#### Supplied text
Skip to content

ADR-0013: Third audit wave (2026-06): actuation, audit, and untrusted-input hardening

Field Value
Status Accepted
Date 2026-06-07
Authors Roman Mednitzer

Context

A third review wave read the full source again, re-ran every gate, and validated the architecture against established hardening practice for the surfaces praxis fuses: privileged SSH/subprocess execution (OpenSSH BatchMode and host-key policy, POSIX process groups), append-only audit logging (owner-only file mode, visible-seam chain resume), untrusted-input parsing (finite-or-default numeric coercion, frontmatter fence and size discipline), and secret redaction (structural provider-token anchors, value-complete Authorization redaction). The design was distilled from proven systems and reimplemented natively; this wave closes the gap between the distilled intent and the delivered code. No third-party code or cross-repository reference is introduced: praxis stays self-contained (ADR-0001).

#### Problems and tasks
A. Repeat the audit-wave decision record word for word from "A third review" up to and including "stays self-contained (ADR-0001).".
B. Go on with the audit-wave decision record from its last sentence.
The data after this point is separate material from the decision record.

#### Given information
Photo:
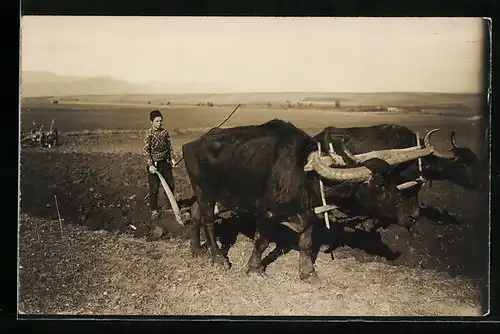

#### Written answers
A.
A third review wave read the full source again, re-ran every gate, and validated the architecture against established hardening practice for the surfaces praxis fuses: privileged SSH/subprocess execution (OpenSSH BatchMode and host-key policy, POSIX process groups), append-only audit logging (owner-only file mode, visible-seam chain resume), untrusted-input parsing (finite-or-default numeric coercion, frontmatter fence and size discipline), and secret redaction (structural provider-token anchors, value-complete Authorization redaction). The design was distilled from proven systems and reimplemented natively; this wave closes the gap between the distilled intent and the delivered code. No third-party code or cross-repository reference is introduced: praxis stays self-contained (ADR-0001).

B.
The review confirmed the previously-audited controls still hold (the append-only triggers, the fail-closed evidence verifier, the SSRF numeric-form normalisation, the deny-first policy). It also confirmed a coherent cluster of open backlog items from ADR-0011 and ADR-0012 are real and surgically fixable, and surfaced a small set of new hardening gaps and one self-containment defect:

  • The SSH adapter built ["ssh", target, action] with no host-key policy and no BatchMode, so it could prompt (and hang a TTY-less MCP call) or accept an unverified host key; a leading-dash target was an ssh-option-injection vector.
  • The subprocess runner inherited the server environment and stdin, and on timeout killed only the direct child: a wrapped tool could read the MCP stdio stream, hang on a credential prompt, or leak a grandchild process tree.
  • The talosctl adapter enforced the T3 single-target rule on host.name rather than the actual host.nodes, and tokenised a free-form action into argv.
  • A trifecta refusal raised out of the tool handler with no audit record.
  • The audit logger reopened the file after degrading and dropped the sink to stderr on a corrupt tail (losing records); the log was created world/group readable.
  • A poisoned embedding (NaN) could drag a NaN score into vector ranking; the manifest parser accepted ---- as a fence, had no size cap, and allowed indented and duplicate keys; an empty AIDE report read as a clean host.
  • A context.py docstring cited an out-of-tree prototype by name as its rationale, a self-containment (ADR-0001) and docs-honesty defect.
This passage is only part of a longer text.